**TASK BRIEF:**
Write out every entry exactly as given, but omit the pictures.

**RECORDS FOR THIS EXERCISE:**
§

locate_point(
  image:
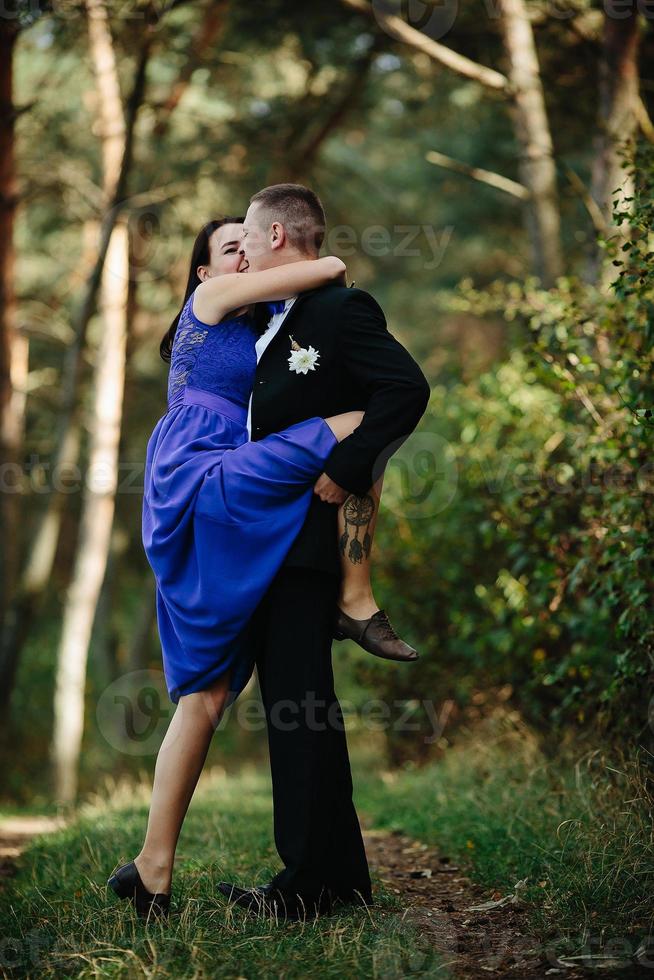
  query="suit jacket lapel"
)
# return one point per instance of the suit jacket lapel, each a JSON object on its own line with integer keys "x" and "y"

§

**EXPECTED ANSWER:**
locate_point(
  image:
  query="suit jacket lapel"
)
# return one point per instance of the suit jacket lapel, each a JSON object on its own line with integer keys "x" and "y"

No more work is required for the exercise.